Objective –
Repeat each record exactly. Any picture gets left out.

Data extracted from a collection

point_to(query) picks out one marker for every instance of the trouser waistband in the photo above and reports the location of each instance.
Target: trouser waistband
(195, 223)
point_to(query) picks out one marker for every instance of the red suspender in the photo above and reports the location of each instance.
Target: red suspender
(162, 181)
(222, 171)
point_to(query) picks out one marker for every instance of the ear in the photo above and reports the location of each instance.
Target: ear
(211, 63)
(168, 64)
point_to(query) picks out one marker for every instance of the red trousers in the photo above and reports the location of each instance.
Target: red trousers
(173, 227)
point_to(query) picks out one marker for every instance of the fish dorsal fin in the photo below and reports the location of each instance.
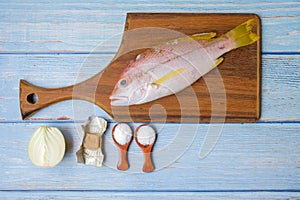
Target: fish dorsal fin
(168, 76)
(203, 36)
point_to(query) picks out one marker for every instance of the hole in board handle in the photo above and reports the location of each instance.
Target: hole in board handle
(32, 98)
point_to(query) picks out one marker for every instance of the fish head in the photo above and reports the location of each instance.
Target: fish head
(130, 89)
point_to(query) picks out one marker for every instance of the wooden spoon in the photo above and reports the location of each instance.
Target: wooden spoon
(123, 162)
(146, 148)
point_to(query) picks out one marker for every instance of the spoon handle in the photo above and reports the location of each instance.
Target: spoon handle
(123, 163)
(148, 165)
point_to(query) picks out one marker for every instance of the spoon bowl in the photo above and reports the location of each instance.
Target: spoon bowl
(146, 146)
(123, 162)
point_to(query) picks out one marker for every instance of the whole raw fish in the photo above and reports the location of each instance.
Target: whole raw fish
(177, 64)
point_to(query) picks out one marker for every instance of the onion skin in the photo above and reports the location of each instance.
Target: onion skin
(46, 147)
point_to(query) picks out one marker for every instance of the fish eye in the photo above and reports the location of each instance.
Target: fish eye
(123, 82)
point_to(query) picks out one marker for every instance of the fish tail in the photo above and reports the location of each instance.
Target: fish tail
(242, 35)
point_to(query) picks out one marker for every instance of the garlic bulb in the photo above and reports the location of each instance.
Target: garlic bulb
(46, 146)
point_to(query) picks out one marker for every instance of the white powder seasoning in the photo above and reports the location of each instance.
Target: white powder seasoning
(146, 135)
(122, 133)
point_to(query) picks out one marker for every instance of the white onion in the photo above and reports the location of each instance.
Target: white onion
(46, 147)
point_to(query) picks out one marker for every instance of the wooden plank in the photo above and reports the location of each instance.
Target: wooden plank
(80, 27)
(280, 84)
(246, 157)
(237, 78)
(117, 195)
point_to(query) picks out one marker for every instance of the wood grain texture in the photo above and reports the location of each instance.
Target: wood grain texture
(48, 43)
(237, 79)
(280, 83)
(246, 157)
(118, 195)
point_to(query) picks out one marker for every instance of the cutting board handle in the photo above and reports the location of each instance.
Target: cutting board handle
(33, 98)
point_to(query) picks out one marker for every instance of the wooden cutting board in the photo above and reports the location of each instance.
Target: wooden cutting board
(230, 93)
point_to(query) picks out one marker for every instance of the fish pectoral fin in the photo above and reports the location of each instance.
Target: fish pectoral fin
(219, 61)
(203, 36)
(168, 76)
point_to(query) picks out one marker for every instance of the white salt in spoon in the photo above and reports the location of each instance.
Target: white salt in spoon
(145, 137)
(122, 136)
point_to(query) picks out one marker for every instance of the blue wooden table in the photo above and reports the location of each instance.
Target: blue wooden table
(50, 44)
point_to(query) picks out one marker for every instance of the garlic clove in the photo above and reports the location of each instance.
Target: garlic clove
(46, 147)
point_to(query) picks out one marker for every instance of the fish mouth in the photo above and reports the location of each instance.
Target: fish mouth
(119, 100)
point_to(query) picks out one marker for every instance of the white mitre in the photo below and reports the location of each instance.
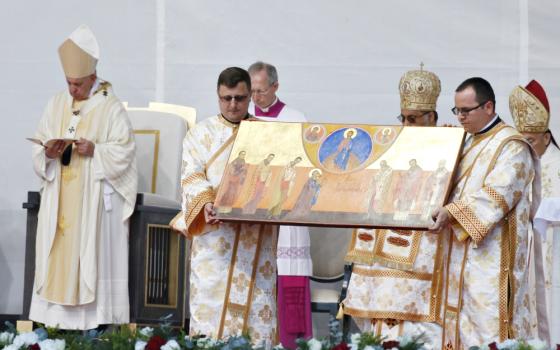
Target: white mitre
(79, 53)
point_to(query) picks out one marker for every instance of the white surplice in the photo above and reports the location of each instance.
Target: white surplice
(547, 222)
(293, 254)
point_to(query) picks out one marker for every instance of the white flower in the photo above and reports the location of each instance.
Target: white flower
(140, 345)
(314, 344)
(511, 344)
(6, 337)
(147, 331)
(355, 338)
(26, 339)
(11, 347)
(171, 345)
(404, 340)
(537, 344)
(52, 344)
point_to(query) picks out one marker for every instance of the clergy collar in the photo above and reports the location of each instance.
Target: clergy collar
(231, 124)
(269, 106)
(94, 87)
(271, 111)
(490, 125)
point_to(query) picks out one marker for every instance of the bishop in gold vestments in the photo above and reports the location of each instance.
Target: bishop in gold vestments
(489, 211)
(397, 276)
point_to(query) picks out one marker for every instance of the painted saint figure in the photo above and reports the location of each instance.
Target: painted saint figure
(344, 150)
(283, 188)
(235, 177)
(259, 181)
(381, 182)
(407, 190)
(308, 196)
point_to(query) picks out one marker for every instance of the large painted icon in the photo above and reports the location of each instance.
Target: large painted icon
(372, 176)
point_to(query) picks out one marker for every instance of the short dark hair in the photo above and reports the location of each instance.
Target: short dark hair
(270, 70)
(232, 76)
(482, 89)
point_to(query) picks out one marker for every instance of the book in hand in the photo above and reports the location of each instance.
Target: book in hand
(51, 142)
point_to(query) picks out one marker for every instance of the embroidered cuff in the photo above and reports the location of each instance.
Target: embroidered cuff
(194, 216)
(465, 217)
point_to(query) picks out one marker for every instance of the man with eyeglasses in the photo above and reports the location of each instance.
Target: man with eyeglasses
(488, 215)
(398, 290)
(531, 115)
(293, 251)
(233, 267)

Response –
point_to(query) picks out one marker for every instance of the trouser waistband in the photo above and reports the location of each instance.
Target: trouser waistband
(195, 223)
point_to(query) picks out one marker for every instance of the red suspender in the photo above and reports the location of each instance.
Target: red suspender
(162, 181)
(222, 171)
point_to(query) picks out one marker for every instance of the ear in the photo above and reports the location of each instance.
Target: ear
(211, 63)
(168, 64)
point_to(query) picks out one marker for every instance of the red trousers in the photo above and reports the location of each instance.
Target: red trousers
(173, 227)
point_to(query) picks out one marker for every instance of the fish dorsal fin in the photo below and reports the location of each instance.
Target: fish dorsal fin
(168, 76)
(203, 36)
point_to(query) picks out one marker for every instance of the hole in board handle in the photo above and reports the location of each instance.
Target: hole in board handle
(32, 98)
point_to(query) picks out one marker for every instance of the fish head in the photo above and reports the location of each instance.
Target: fish head
(130, 89)
point_to(query) picks out one marker for every instance of the wooden spoon in the photo above and reports the location of each instance.
Target: wooden spoon
(123, 162)
(146, 148)
point_to(query) picks out one marker for every instance of the spoon handle in the photo above and reports the location of each instance.
Target: spoon handle
(123, 163)
(148, 165)
point_to(query) picks out one marker for every instance of the spoon bowl in the photo above and reports the location of each instance.
Target: spoon bowl
(146, 146)
(123, 162)
point_to(query) picks out one marker for every instance of the whole raw fish in the photo above and reports the location of each instance.
Target: whole raw fish
(177, 64)
point_to(query) picks out one marker for every instance of the onion skin in the photo above and reports the location of each instance.
Target: onion skin
(46, 147)
point_to(query) picks out one marker for every instance of the fish eye in the photo above and reports the location of each instance.
Target: fish eye
(123, 82)
point_to(query) picks out one marker for every instance of the fish tail in the photo above and reports the location of each instance.
Target: fish tail
(242, 35)
point_to(query) picks out one marker for every instance of the garlic bulb in the photo above and reports the location of each instance.
Target: garlic bulb
(46, 146)
point_to(query) picks out one marker for every instance of the white powder seasoning in the photo above and reports the location of each instance.
Target: white powder seasoning
(146, 135)
(122, 133)
point_to(query) picks out one marker for every instance of the white onion in the photo above and reports the location of each instance.
Target: white onion
(46, 147)
point_to(query) picks out one marker for every instance of the wooden plank in the photo above and reports the location of each instance.
Target: wooden plank
(80, 27)
(280, 84)
(246, 157)
(237, 78)
(117, 195)
point_to(query) picks out one marker for every instance of the wood grain texture in the photo above and reports the location of each instance.
Target: wood grain texture
(48, 43)
(237, 79)
(280, 83)
(246, 157)
(118, 195)
point_to(query) picks out one marker for every instance of the cutting board handle in the photo above and reports the location of each instance.
Target: cutting board handle
(33, 98)
point_to(query) picks out one marker for every instance of the wooden cutting board in the photo above and reports the location of each instance.
Target: wooden cutting board
(230, 93)
point_to(query) picks out one marker for every instance of the fish pectoral fin in the photo above and reports the location of each instance.
Target: fish pectoral fin
(219, 61)
(203, 36)
(168, 76)
point_to(query) picks out one marker for every instance of the white salt in spoon in the photo above and reports the location of each instance.
Target: white salt in spoon
(145, 137)
(122, 136)
point_to(query) picks out one marker for every instance of the blue wooden table in the photo above and reports the location of each instance.
Target: blue wooden table
(50, 44)
point_to(query) picks out one marker for every instance of the garlic clove in the photo above and reports the location of each instance.
Target: garlic clove
(46, 147)
point_to(query) picks out one marker for every instance of the fish mouth in the photo above and reports the location of each instance.
Target: fish mouth
(119, 100)
point_to(query) picks out one marker for every instance of the white mitre in the photo below and reports the location of each instance.
Target: white mitre
(79, 53)
point_to(query) picks out one marker for every instance of the white surplice in the photo above and reports the location of each instance.
Target: white surplice
(547, 222)
(293, 254)
point_to(query) picks out one marker for every instance of the white flower in the photo above and reports the location of each instance.
Target: white flower
(140, 345)
(314, 344)
(511, 344)
(6, 337)
(147, 331)
(355, 338)
(26, 339)
(11, 347)
(171, 345)
(404, 340)
(537, 344)
(52, 344)
point_to(query) picks out one marker for every instance of the clergy collar in the photo above and reports the location of each instance.
Target: clergy collar
(231, 124)
(269, 106)
(94, 87)
(271, 111)
(490, 125)
point_to(query) picks out one marker for every instance of the bishop in gold vestments in the photo above and reports the location of each instance.
Target: bishop in gold vestments
(489, 211)
(397, 276)
point_to(query) picks out one marker for every instance of the painted saint figure in the photo above and reports the location of each instance.
Target: painted saint figure
(344, 150)
(283, 188)
(235, 177)
(259, 181)
(381, 182)
(407, 190)
(308, 196)
point_to(query) picks out one marker for every instance of the large painted icon in the photo above and reports the location of each instance.
Target: large painted icon
(372, 176)
point_to(query) picks out one marker for every instance of the short dark hair in the photo above and reports the location of each instance.
Target: short dark hair
(270, 70)
(232, 76)
(482, 89)
point_to(query) picks out one marker for every instance of the book in hand in the photo above and reports the location of each instance.
Target: book in hand
(51, 142)
point_to(query) picks out one marker for every instance of the embroidered cuff in the photo above and reports the location of each instance.
Target: embroidered cuff
(194, 216)
(465, 217)
point_to(query) picks out one marker for every instance of the man with eyeglasses in the photo above and reports the location of each instance.
Target: man with eyeglasses
(488, 215)
(398, 290)
(531, 115)
(293, 251)
(233, 267)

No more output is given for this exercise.